-- What the task requires --
Reproduce the records from the line with "Objective: provide one point per instance of the muddy brown" up to and including the last line of the records, keeping the requests and subtracting 59 from every coordinate in the answers.

-- Given records --
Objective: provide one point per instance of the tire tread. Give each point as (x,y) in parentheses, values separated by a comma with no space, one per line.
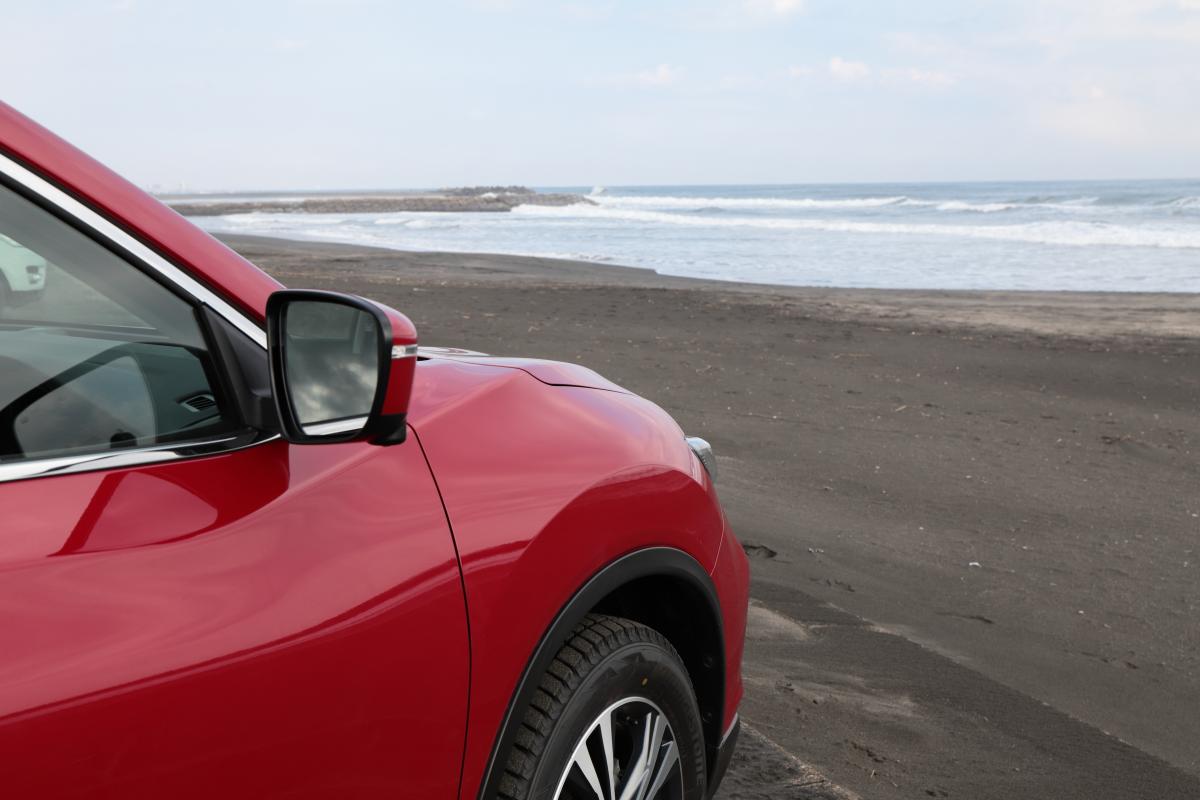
(595,637)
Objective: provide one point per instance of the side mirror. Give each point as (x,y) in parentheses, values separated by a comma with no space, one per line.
(341,367)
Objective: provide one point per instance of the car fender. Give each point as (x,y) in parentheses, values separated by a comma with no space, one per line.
(545,486)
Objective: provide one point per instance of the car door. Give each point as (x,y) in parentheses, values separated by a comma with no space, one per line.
(190,606)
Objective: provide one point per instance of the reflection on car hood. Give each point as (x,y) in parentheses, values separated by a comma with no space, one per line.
(553,373)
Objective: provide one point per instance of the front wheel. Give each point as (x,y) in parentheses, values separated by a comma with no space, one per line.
(615,717)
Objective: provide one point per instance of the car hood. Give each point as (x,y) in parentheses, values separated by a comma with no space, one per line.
(552,373)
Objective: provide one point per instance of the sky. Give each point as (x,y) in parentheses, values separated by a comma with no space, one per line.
(327,95)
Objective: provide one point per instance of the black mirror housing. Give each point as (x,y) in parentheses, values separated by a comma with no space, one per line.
(341,367)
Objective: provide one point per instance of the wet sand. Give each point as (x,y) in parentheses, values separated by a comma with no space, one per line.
(973,517)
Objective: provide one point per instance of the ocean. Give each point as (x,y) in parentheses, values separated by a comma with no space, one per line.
(1078,235)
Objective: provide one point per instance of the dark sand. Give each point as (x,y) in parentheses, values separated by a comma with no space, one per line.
(973,517)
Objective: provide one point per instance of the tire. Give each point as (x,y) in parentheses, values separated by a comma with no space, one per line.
(616,686)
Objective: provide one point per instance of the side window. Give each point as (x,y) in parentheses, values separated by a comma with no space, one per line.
(95,355)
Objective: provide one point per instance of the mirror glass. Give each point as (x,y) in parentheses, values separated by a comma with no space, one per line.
(331,365)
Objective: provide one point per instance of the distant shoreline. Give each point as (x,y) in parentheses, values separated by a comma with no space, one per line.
(467,199)
(1090,316)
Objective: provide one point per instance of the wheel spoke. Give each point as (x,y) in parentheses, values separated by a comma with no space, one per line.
(582,758)
(640,764)
(623,757)
(610,759)
(667,757)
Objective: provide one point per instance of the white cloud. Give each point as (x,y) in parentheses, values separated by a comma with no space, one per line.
(928,78)
(849,71)
(773,7)
(660,76)
(287,44)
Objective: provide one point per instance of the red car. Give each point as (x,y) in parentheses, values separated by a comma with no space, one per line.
(255,542)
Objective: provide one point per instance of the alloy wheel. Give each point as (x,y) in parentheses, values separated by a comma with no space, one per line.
(628,753)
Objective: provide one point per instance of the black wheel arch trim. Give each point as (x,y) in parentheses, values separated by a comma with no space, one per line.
(652,561)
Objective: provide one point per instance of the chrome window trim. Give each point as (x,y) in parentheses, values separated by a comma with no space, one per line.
(21,470)
(106,229)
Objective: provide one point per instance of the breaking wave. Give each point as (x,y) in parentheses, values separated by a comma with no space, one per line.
(1072,233)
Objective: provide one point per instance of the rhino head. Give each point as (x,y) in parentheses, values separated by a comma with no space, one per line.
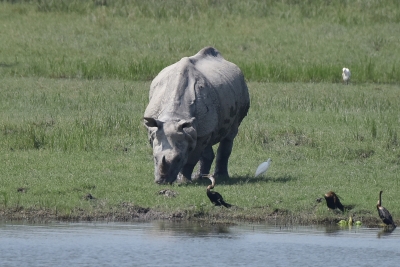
(172,141)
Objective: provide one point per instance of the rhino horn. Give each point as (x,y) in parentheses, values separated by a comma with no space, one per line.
(185,124)
(163,166)
(151,122)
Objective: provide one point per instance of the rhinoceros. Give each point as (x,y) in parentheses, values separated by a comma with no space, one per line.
(194,104)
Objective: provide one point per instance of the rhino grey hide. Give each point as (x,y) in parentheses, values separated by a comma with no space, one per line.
(194,104)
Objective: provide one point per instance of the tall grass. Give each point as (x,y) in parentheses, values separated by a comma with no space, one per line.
(272,41)
(61,139)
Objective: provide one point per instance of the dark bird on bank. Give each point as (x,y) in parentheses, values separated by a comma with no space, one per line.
(215,197)
(384,214)
(332,201)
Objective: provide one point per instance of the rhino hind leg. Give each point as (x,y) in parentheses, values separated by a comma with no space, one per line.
(223,153)
(185,175)
(205,162)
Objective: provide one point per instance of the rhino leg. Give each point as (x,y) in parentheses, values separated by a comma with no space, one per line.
(223,153)
(205,162)
(186,173)
(206,159)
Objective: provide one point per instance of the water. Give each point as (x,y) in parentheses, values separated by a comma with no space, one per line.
(190,244)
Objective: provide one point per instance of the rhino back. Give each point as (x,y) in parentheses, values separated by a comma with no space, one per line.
(204,86)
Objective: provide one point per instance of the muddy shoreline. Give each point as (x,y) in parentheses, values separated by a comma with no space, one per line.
(127,213)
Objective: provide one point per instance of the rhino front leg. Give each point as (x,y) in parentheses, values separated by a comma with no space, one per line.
(223,153)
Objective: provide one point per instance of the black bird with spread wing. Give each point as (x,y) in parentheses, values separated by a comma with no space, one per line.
(215,197)
(332,201)
(384,214)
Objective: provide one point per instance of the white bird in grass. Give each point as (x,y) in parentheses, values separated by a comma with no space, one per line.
(346,75)
(263,167)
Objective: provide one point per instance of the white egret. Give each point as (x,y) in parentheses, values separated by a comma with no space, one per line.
(346,75)
(263,167)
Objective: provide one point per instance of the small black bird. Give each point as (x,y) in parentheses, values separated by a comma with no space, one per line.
(215,197)
(384,214)
(332,201)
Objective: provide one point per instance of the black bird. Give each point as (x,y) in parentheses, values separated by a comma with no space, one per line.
(215,197)
(332,201)
(384,214)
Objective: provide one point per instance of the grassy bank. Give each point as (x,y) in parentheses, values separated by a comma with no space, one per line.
(63,139)
(74,86)
(272,41)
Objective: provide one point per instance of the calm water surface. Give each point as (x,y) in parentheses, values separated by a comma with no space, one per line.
(190,244)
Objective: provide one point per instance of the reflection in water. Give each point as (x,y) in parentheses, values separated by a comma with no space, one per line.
(385,231)
(190,229)
(167,243)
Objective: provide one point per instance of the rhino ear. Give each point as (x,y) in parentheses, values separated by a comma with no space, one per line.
(151,122)
(185,124)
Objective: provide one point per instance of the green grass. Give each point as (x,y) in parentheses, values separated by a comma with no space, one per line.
(74,85)
(62,139)
(272,41)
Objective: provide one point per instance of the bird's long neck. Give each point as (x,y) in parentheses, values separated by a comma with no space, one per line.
(212,179)
(380,199)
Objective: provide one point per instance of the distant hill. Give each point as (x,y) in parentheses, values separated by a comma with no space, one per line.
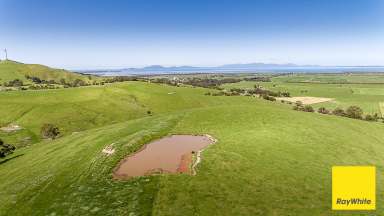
(11,70)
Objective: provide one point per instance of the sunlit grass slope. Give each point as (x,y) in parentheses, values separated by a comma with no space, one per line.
(269,159)
(367,96)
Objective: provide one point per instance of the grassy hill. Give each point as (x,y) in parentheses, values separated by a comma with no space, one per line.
(366,94)
(11,70)
(269,159)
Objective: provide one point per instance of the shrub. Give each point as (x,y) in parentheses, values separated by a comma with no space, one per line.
(299,103)
(354,112)
(338,112)
(6,149)
(369,117)
(49,131)
(14,83)
(285,94)
(270,98)
(374,117)
(323,110)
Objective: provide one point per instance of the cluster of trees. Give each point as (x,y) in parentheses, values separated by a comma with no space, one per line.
(305,108)
(262,93)
(354,112)
(6,149)
(14,83)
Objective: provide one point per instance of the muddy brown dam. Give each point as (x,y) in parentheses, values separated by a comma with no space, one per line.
(172,154)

-- Answer to this problem --
Objective: provide one point per instance of the muddy brown dam. Give each point as (x,y) in parentheses, values separated by a comma with no space, one per line.
(113,95)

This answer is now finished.